Go through the following data and transcribe exactly the stretch of lines from the one holding "long, low grey" to the one holding "maroon jersey of the player immediately", both included.

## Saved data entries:
****************************************

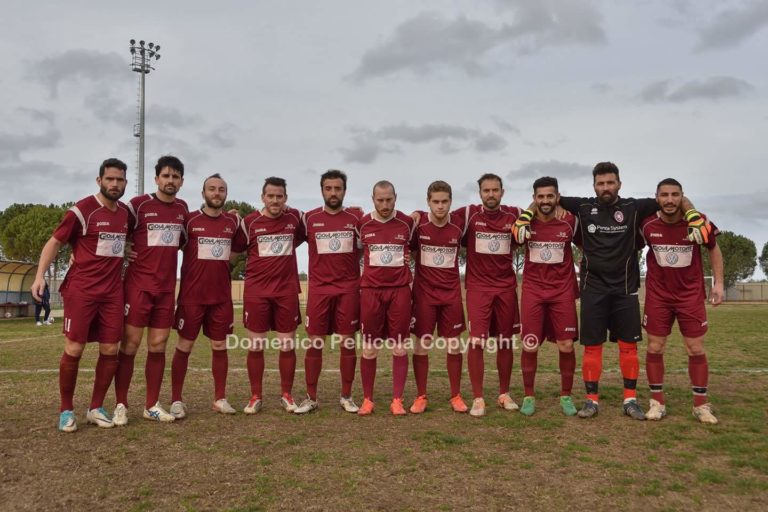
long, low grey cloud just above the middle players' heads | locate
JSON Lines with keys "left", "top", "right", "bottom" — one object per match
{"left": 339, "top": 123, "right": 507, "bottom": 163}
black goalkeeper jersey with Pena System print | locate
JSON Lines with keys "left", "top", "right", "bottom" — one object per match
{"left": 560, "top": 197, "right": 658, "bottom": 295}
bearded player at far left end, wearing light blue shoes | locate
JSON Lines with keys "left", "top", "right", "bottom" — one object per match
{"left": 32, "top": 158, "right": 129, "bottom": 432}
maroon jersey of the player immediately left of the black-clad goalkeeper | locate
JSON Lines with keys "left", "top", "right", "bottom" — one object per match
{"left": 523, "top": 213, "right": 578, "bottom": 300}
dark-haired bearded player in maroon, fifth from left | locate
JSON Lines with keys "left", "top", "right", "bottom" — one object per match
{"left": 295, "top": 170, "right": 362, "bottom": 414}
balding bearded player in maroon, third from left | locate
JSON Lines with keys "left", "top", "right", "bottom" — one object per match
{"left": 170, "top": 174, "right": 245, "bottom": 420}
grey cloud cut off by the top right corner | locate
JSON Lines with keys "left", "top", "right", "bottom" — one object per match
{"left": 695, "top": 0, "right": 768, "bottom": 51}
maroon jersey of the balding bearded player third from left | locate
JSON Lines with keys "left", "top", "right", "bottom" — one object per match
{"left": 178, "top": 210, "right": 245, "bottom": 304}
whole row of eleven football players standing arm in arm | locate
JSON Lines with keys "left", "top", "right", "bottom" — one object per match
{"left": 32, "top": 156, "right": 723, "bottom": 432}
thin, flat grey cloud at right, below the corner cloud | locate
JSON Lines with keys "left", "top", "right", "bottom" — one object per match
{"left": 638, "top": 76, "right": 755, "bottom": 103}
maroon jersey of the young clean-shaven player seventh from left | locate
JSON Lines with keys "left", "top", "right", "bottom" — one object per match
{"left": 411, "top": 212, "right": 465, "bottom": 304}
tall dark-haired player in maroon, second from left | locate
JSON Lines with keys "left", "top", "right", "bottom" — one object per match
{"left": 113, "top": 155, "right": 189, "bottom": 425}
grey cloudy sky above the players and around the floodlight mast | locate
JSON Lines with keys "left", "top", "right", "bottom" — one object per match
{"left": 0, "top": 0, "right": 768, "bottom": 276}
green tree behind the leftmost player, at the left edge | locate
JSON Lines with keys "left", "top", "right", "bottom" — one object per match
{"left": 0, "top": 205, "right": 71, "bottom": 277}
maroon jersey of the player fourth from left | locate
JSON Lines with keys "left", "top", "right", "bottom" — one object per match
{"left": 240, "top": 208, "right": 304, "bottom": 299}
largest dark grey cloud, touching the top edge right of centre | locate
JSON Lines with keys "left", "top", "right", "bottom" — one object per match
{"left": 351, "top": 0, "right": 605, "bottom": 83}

****************************************

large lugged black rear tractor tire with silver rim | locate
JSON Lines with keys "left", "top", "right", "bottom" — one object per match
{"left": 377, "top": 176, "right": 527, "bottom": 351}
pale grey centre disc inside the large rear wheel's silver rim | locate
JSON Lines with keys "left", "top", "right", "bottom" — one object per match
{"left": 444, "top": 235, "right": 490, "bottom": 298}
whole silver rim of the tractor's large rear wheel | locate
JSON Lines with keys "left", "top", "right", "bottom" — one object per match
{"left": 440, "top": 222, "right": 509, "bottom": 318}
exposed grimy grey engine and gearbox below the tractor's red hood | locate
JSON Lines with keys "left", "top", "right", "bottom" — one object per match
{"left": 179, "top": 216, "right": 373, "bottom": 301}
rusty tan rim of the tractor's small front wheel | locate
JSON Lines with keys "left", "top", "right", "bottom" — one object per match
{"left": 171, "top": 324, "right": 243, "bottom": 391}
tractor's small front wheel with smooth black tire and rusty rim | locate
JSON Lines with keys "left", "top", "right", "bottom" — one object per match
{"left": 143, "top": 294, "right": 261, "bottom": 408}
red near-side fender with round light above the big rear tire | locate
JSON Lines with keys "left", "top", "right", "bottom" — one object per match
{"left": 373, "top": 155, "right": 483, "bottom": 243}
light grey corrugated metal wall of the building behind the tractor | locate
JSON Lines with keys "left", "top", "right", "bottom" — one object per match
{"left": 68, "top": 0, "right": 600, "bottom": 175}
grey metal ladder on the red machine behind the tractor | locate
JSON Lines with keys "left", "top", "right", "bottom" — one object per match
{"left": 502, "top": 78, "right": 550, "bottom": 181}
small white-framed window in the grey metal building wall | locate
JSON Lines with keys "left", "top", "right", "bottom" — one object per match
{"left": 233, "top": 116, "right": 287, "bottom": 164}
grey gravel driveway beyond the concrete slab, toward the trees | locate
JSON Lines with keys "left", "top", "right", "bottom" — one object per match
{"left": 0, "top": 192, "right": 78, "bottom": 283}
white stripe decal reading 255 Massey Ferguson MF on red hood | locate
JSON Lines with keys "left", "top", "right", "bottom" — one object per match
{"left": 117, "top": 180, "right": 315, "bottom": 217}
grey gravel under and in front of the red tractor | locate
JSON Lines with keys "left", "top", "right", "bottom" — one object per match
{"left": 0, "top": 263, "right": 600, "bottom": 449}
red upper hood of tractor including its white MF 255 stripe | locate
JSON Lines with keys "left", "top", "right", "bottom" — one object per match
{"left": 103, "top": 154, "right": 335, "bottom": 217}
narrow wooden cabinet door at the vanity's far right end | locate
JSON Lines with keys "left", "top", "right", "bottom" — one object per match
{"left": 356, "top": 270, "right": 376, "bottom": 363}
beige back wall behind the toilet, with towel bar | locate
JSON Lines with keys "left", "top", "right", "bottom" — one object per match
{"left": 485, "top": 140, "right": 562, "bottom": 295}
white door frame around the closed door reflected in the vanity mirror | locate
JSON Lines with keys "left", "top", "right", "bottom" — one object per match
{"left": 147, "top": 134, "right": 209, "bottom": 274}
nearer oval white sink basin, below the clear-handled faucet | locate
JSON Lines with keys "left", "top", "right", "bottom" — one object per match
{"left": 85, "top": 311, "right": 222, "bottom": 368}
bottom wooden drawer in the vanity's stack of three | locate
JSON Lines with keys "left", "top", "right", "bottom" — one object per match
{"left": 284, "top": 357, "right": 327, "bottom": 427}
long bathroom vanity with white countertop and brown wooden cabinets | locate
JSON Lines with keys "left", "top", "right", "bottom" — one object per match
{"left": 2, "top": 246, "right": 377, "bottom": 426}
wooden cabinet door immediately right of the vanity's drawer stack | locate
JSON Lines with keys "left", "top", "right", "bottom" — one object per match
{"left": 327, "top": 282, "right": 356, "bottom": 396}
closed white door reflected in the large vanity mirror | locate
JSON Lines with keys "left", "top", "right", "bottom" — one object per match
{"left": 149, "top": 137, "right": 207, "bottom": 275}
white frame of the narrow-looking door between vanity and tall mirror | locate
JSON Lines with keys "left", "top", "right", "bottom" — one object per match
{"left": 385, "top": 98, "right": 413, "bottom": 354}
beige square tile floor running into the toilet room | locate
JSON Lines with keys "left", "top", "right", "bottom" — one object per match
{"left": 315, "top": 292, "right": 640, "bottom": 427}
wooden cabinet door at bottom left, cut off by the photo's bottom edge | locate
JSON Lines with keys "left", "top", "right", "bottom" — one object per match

****************************************

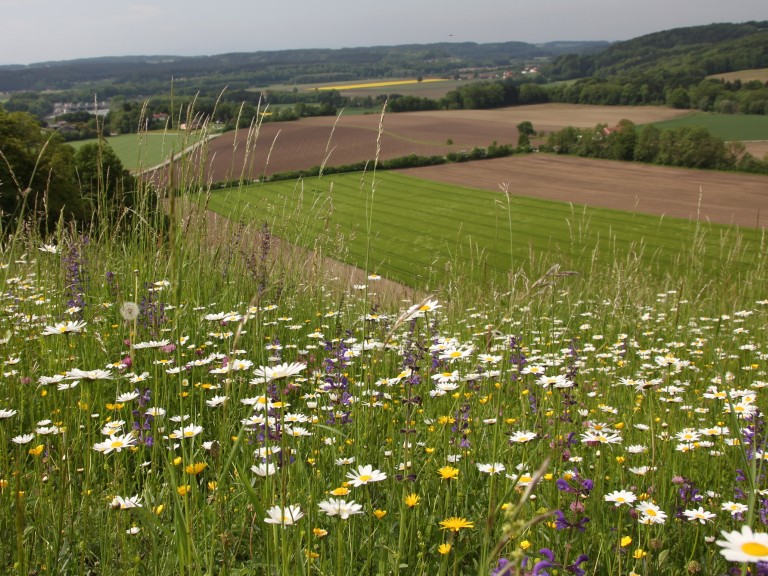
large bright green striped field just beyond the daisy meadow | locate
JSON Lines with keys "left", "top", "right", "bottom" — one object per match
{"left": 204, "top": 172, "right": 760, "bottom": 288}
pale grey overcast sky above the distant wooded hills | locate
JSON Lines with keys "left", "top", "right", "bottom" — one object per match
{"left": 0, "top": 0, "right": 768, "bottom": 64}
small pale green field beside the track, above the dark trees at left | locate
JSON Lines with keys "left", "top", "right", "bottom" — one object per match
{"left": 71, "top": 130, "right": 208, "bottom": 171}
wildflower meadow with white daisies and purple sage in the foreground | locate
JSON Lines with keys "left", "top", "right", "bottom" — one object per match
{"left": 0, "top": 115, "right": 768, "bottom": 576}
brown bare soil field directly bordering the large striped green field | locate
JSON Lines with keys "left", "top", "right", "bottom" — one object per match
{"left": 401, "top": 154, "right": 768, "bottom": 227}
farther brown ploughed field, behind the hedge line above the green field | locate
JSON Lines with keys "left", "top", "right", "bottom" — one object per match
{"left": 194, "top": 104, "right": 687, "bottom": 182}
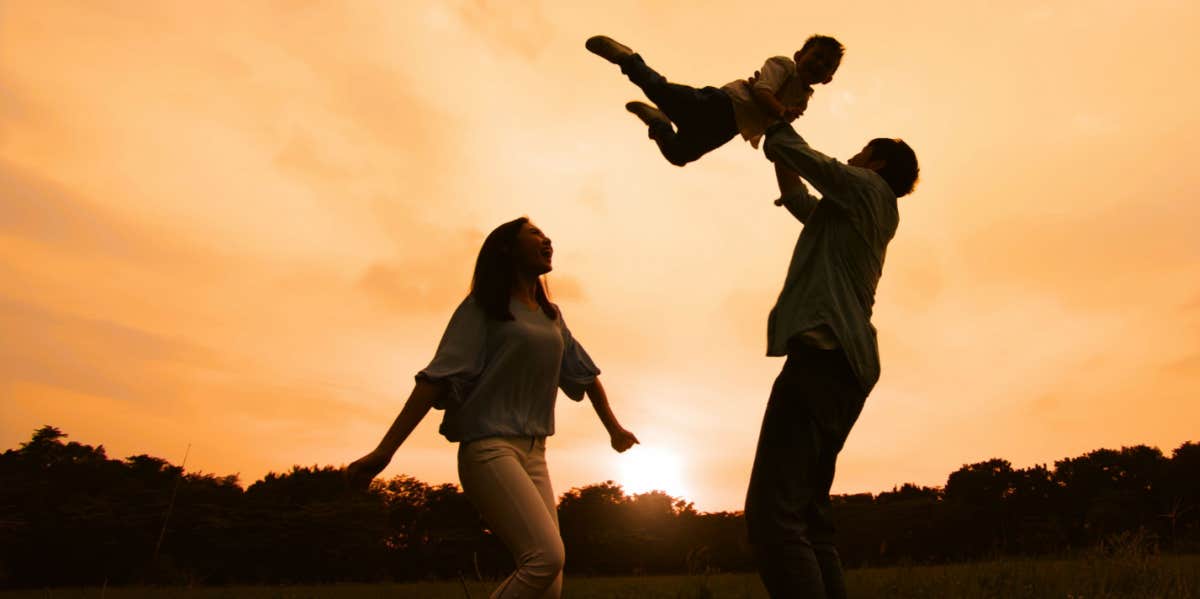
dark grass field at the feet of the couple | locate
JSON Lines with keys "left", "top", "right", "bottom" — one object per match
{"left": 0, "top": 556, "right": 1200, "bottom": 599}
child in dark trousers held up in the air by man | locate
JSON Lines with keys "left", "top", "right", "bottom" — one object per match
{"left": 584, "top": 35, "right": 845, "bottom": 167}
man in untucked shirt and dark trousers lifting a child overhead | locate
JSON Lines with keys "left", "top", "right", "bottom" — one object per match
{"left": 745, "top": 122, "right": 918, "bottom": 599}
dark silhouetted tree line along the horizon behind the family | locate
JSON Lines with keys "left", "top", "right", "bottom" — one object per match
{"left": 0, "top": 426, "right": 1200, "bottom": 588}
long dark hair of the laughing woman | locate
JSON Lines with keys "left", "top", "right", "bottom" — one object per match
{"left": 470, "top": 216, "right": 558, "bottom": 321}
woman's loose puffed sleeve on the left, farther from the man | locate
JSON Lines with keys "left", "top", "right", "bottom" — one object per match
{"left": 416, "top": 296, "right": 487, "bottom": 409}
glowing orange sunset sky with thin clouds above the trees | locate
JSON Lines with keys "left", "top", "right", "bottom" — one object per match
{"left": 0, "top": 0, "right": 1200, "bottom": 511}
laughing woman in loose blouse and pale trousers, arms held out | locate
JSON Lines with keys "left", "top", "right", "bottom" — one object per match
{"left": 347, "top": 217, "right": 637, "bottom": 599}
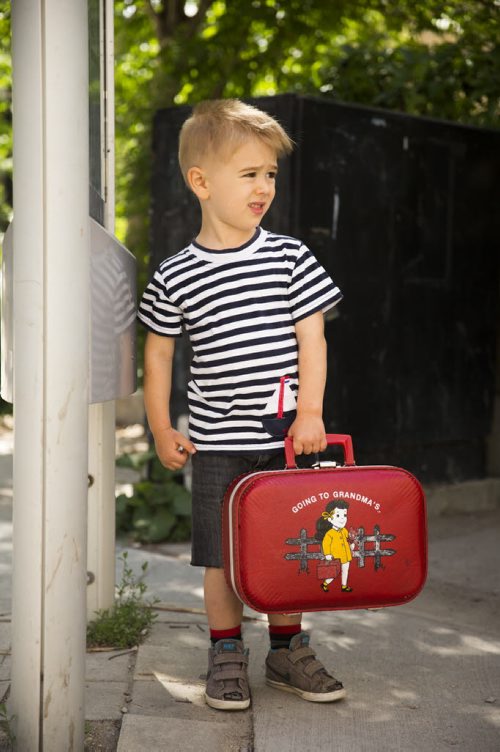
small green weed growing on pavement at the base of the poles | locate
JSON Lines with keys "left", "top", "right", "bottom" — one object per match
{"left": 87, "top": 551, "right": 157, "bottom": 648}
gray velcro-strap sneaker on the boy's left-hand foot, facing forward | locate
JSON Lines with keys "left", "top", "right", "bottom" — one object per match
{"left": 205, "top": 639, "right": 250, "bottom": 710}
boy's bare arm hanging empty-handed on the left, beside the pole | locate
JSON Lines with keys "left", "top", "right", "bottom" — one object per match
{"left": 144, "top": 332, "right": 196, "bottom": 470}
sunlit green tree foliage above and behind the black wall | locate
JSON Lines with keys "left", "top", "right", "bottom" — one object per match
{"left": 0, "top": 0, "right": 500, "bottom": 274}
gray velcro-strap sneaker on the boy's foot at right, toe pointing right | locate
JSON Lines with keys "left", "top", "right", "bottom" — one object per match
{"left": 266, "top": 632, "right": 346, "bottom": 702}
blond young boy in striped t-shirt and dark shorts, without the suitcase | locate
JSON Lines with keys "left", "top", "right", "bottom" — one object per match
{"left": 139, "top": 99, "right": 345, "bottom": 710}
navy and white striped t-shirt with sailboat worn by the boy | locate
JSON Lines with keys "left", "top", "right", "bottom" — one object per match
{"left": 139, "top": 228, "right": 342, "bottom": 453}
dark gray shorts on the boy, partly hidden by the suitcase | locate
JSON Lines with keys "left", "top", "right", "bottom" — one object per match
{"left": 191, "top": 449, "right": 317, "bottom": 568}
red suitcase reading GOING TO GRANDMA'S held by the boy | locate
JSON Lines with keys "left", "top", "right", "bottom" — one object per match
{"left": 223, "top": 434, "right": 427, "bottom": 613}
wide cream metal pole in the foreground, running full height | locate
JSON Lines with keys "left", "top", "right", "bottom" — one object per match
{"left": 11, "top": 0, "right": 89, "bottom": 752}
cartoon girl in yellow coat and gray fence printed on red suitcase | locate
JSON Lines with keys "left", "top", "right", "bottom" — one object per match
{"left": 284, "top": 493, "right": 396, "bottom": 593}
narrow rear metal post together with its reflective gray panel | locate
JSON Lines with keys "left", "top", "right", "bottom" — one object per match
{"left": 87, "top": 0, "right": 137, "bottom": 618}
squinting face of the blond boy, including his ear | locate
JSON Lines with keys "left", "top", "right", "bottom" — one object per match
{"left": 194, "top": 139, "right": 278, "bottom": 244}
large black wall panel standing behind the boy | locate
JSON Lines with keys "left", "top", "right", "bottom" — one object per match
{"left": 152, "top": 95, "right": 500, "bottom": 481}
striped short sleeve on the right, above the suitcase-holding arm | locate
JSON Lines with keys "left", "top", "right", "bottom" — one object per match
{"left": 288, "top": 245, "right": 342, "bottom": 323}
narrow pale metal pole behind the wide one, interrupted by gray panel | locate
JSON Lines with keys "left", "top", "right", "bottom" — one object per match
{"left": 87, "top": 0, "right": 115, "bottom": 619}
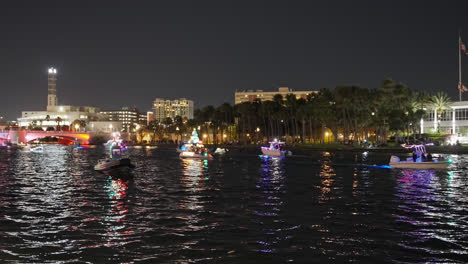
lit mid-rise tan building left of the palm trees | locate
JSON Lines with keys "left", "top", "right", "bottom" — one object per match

****************************************

## Output for this task:
long, low grey cloud just above the middle players' heads | locate
JSON Lines with keys "left", "top", "right", "bottom" — one object per match
{"left": 339, "top": 123, "right": 507, "bottom": 163}
black goalkeeper jersey with Pena System print | locate
JSON Lines with keys "left", "top", "right", "bottom" — one object per match
{"left": 560, "top": 197, "right": 658, "bottom": 295}
bearded player at far left end, wearing light blue shoes | locate
JSON Lines with keys "left", "top", "right", "bottom" — one object per match
{"left": 32, "top": 158, "right": 129, "bottom": 432}
maroon jersey of the player immediately left of the black-clad goalkeeper | locate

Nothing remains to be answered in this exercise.